• PASSAGE FOR REVIEW:
......
I have a friend who works in Tampa, got tired of the abuses staff RNs had to take & the low pay for staff (working agency she made $35/hr but the hrs were not reliable), so she quit the hospital & the agency, signed on with a travel nurse company & "traveled" right back to the same hospital as a "traveler nurse"....... with a contract & higher pay.... plus a stipend for housing allowance which pays her rent - and she is living in her same own house, in her same own community, worked in the same hospital & when that assignment was finished, she chose a different hospital in the same town instead of extending her assignment there. She is no longer subject to the inequities the staff is subject to because her contract allows for certain things - like when & where she floats to, which shift she works, whether or not she works w/e & how many, and of course, NO mandatory OT.

That's wonderful. Yes it sounds like becoming a "travel nurse" is the way to go. How nice to be able to pick the shifts you want and no mandatory overtime. I bet she is not required to attend any boring "mandatory meetings" or to participate in any stupid x-mas gift exchange either.:chuckle

Specializes in ER.

Florida and Texas have made my "never gonna work there" list. Florida for the above mentioned reasons, and TX for that infamous Group one list.

Specializes in Specializes in L/D, newborn, GYN, LTC, Dialysis.

Please note, this is a 4 year old thread.

Specializes in Geriatrics, DD, Peri-op.

From what I see in Bradenton, Florida still looks critical.
......
[Stored data entries]
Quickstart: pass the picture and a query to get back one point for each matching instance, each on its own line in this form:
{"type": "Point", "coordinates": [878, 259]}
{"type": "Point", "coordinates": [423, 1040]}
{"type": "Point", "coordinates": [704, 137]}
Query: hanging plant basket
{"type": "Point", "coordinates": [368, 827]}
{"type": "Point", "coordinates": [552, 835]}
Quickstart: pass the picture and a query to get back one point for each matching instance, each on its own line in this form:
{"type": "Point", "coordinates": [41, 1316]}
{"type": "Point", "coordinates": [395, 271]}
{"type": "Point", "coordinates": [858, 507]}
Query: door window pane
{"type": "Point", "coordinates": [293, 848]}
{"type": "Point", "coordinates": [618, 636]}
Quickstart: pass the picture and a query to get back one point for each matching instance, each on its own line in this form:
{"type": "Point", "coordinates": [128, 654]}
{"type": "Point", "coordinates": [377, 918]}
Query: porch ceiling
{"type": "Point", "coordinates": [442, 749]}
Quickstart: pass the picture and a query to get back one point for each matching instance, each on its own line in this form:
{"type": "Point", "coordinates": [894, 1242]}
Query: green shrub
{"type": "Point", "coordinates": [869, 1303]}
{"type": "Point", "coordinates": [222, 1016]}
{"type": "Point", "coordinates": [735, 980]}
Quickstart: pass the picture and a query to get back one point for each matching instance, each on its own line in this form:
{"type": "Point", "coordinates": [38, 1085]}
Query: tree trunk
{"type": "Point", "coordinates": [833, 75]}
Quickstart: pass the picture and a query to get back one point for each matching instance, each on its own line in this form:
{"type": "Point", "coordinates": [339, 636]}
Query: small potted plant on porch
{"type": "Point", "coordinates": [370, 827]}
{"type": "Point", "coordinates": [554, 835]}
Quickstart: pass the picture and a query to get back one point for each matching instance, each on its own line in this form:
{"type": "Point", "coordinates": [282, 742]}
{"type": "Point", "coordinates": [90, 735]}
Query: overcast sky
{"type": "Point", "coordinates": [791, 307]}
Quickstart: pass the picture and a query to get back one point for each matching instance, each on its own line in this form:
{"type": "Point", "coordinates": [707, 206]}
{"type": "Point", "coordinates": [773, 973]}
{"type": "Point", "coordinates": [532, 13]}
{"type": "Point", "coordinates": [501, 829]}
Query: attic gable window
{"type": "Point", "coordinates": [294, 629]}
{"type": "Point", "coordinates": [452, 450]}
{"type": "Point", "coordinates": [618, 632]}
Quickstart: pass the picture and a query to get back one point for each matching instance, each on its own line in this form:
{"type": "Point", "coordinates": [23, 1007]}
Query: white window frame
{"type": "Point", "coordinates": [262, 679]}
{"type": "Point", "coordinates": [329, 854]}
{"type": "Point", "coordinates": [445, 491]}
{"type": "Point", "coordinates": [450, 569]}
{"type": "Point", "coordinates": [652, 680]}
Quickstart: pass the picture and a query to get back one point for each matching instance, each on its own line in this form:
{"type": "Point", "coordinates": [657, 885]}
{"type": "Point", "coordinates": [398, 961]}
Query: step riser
......
• EXERCISES TO COMPLETE:
• 1. Copy word for word the part of the nursing forum thread that opens with the words containing "That's wonderful. Yes" and closes with "still looks critical.".
• 2. According to the nursing forum thread, which two states are on the "never gonna work there" list?
• 3. List each place named in the nursing forum thread, counting every place only once.

• SOLVED PROBLEMS:
• 1.
That's wonderful. Yes it sounds like becoming a "travel nurse" is the way to go. How nice to be able to pick the shifts you want and no mandatory overtime. I bet she is not required to attend any boring "mandatory meetings" or to participate in any stupid x-mas gift exchange either.:chuckle

Specializes in ER.

Florida and Texas have made my "never gonna work there" list. Florida for the above mentioned reasons, and TX for that infamous Group one list.

Specializes in Specializes in L/D, newborn, GYN, LTC, Dialysis.

Please note, this is a 4 year old thread.

Specializes in Geriatrics, DD, Peri-op.

From what I see in Bradenton, Florida still looks critical.

• 2. Florida and Texas.

• 3. Tampa, Florida, Texas, Bradenton